Direction: Identify every line in the entries below that contains the word "logo", and copy each such line in full. The match is case-sensitive.

start

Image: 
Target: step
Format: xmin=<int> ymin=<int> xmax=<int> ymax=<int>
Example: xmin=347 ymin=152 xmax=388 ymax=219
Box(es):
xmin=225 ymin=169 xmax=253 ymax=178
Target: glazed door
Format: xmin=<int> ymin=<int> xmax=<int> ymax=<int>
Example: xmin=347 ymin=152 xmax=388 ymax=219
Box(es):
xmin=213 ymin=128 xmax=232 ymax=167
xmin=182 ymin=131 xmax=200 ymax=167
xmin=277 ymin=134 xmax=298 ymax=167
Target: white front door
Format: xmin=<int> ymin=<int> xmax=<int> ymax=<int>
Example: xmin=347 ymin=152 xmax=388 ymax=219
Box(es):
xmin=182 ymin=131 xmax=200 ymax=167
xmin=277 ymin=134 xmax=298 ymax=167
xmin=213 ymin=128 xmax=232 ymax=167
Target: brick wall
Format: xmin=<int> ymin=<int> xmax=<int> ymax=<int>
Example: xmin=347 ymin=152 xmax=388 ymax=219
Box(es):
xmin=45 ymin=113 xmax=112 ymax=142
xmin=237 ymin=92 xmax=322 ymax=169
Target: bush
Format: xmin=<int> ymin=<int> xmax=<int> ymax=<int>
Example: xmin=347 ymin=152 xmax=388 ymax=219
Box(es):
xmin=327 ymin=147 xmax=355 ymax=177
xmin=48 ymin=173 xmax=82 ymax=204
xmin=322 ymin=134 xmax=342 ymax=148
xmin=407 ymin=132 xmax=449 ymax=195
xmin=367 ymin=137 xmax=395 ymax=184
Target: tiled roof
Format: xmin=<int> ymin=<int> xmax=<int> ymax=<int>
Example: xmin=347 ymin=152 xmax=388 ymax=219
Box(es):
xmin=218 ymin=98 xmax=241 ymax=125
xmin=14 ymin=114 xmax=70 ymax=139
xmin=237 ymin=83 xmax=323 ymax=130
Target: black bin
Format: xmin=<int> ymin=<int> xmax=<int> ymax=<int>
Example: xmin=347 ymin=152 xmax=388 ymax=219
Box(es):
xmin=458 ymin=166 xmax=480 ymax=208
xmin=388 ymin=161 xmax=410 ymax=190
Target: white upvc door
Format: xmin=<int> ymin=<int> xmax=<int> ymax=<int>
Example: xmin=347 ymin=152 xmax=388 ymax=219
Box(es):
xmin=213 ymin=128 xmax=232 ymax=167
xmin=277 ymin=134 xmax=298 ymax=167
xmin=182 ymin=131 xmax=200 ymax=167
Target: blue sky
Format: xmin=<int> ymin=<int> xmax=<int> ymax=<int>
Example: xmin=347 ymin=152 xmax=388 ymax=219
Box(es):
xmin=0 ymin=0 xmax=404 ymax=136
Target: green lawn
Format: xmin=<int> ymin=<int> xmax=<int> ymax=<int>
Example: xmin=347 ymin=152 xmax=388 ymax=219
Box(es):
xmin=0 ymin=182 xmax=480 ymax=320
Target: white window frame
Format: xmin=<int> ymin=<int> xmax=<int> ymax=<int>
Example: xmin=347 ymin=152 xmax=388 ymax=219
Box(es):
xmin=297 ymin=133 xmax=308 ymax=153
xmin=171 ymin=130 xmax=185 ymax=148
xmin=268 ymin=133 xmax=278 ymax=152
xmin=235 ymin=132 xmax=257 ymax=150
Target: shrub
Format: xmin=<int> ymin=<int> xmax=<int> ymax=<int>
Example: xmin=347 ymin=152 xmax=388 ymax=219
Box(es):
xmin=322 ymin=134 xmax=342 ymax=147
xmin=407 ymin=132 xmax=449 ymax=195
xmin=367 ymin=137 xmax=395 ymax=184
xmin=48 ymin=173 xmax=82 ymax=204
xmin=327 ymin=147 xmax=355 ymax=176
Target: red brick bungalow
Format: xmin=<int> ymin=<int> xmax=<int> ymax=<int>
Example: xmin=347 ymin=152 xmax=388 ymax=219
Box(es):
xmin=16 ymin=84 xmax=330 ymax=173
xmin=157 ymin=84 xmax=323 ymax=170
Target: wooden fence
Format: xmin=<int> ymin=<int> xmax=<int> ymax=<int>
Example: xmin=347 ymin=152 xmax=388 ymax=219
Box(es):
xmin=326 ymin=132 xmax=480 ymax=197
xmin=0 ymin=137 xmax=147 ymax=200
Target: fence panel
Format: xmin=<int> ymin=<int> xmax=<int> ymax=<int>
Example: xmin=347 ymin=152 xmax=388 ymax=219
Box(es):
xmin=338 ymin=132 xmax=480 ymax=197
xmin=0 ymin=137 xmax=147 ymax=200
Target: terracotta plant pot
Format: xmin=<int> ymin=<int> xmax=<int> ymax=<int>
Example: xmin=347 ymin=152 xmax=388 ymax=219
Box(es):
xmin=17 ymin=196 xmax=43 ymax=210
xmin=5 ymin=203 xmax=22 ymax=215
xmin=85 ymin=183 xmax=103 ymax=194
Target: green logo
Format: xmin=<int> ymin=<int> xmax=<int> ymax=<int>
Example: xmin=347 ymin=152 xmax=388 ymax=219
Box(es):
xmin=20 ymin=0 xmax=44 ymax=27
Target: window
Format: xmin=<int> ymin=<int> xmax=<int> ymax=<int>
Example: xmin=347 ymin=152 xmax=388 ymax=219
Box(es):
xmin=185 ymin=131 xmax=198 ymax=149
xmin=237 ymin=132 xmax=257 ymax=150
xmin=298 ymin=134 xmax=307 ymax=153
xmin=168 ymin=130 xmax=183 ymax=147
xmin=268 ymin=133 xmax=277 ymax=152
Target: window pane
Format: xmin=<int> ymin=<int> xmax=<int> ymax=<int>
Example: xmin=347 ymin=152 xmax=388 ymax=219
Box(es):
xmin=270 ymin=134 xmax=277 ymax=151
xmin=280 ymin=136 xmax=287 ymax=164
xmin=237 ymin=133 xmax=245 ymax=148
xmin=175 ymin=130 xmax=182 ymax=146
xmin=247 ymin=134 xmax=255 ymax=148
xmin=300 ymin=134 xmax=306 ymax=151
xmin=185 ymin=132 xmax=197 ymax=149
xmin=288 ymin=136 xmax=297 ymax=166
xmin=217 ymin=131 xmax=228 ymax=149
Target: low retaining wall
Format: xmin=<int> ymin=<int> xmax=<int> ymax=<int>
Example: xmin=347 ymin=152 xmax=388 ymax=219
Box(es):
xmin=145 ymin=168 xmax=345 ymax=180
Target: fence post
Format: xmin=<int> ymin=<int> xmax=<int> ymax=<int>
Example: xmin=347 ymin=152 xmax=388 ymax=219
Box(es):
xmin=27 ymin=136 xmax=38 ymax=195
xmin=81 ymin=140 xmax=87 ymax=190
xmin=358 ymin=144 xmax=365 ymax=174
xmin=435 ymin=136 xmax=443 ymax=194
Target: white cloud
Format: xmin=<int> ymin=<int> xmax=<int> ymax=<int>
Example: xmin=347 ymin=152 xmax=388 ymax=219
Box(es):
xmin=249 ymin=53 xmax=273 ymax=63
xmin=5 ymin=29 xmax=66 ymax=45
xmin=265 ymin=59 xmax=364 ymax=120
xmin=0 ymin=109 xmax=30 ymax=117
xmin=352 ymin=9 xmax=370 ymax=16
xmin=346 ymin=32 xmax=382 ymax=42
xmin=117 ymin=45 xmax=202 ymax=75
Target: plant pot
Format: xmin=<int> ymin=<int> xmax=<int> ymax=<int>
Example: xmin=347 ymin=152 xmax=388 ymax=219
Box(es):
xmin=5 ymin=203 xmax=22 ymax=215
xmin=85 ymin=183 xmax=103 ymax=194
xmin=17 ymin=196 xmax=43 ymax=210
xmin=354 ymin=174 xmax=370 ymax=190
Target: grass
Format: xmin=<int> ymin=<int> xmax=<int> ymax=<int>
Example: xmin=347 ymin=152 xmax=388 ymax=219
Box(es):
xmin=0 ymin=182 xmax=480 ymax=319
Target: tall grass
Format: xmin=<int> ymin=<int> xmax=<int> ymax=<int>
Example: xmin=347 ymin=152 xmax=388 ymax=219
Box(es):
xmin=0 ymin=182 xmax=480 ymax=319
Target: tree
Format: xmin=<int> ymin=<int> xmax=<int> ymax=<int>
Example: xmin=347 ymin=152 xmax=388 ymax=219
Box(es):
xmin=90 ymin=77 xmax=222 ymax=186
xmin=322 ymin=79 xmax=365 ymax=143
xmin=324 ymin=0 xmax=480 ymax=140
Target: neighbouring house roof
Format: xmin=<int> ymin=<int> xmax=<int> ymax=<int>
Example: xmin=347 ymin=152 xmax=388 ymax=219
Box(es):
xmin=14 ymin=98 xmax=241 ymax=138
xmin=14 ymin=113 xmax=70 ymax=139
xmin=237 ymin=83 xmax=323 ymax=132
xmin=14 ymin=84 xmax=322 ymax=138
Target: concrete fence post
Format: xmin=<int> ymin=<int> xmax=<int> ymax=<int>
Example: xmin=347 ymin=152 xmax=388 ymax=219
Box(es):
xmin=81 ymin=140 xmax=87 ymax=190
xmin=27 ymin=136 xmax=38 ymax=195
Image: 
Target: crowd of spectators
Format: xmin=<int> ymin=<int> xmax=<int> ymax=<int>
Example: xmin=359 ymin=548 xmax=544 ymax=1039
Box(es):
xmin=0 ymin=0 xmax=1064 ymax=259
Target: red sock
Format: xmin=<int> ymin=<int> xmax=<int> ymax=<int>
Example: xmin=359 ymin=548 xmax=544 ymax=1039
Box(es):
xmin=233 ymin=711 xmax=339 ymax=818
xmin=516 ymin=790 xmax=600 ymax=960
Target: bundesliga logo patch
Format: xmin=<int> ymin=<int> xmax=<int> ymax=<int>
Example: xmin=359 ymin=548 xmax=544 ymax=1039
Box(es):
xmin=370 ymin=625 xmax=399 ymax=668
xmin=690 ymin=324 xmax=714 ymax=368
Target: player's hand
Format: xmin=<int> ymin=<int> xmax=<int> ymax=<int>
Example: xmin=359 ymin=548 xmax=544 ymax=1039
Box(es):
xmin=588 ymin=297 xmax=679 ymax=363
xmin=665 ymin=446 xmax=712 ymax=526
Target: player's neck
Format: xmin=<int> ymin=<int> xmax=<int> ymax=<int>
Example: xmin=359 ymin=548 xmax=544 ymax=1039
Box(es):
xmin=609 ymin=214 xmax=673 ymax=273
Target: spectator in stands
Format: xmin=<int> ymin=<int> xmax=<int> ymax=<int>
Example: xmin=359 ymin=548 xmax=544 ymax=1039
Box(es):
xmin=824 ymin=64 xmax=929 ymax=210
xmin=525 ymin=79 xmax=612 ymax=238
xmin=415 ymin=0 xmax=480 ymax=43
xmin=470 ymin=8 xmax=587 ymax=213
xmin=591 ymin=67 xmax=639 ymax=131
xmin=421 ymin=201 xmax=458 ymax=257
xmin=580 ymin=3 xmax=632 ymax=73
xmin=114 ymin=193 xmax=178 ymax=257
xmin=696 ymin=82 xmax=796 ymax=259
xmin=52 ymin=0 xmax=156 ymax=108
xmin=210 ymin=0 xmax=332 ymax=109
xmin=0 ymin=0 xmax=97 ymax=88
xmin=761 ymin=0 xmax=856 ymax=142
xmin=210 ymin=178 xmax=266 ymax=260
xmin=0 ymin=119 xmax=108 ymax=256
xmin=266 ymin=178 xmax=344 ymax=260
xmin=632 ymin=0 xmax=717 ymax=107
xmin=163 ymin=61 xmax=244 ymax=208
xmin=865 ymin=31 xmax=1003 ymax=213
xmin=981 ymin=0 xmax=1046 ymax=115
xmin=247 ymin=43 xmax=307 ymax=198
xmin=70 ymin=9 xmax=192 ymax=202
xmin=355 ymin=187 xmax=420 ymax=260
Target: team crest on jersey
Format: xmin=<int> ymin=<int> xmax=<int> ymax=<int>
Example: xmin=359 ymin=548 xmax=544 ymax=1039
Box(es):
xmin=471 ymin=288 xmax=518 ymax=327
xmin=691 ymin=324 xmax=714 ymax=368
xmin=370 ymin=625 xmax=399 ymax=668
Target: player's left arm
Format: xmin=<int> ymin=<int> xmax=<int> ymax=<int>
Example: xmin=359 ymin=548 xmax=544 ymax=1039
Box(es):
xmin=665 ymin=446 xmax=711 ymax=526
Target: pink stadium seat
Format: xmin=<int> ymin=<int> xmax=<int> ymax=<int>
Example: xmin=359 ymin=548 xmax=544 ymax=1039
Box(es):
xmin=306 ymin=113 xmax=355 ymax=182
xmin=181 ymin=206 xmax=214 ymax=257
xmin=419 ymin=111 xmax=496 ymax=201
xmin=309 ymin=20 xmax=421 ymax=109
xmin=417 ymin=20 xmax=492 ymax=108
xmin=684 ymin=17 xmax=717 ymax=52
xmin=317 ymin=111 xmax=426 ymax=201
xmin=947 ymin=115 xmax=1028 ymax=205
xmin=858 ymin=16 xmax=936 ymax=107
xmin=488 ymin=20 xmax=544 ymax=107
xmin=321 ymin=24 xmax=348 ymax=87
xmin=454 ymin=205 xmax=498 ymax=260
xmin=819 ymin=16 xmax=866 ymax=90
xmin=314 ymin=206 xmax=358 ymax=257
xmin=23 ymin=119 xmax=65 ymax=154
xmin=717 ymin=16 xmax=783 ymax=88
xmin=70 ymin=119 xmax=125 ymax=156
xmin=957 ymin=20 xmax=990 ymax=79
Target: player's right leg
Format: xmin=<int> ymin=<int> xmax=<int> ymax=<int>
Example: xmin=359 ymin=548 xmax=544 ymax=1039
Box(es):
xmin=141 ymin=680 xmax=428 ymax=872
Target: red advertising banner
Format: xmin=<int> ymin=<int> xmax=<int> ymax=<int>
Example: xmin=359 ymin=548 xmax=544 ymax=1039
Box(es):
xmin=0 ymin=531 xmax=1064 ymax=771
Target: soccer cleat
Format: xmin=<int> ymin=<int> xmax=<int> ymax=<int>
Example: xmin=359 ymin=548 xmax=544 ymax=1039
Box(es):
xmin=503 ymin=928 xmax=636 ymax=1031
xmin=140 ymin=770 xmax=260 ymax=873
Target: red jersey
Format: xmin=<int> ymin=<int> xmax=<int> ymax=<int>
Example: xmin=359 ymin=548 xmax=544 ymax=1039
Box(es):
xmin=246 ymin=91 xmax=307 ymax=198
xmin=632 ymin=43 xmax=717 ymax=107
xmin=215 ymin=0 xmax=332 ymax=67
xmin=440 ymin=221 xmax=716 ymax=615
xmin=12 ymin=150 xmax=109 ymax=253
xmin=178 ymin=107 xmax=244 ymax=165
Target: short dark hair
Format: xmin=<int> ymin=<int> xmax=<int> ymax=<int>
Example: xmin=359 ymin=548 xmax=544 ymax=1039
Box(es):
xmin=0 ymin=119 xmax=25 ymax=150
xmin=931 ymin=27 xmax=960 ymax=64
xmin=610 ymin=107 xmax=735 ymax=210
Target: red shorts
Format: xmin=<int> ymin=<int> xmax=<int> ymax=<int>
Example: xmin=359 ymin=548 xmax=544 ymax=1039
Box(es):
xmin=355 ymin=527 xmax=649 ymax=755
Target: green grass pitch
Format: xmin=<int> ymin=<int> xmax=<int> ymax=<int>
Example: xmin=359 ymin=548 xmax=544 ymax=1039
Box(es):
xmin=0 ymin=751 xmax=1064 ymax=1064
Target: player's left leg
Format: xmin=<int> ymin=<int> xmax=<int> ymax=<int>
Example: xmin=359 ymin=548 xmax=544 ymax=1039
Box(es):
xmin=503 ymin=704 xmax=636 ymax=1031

end

The output:
Target: green logo
Target: bundesliga logo patch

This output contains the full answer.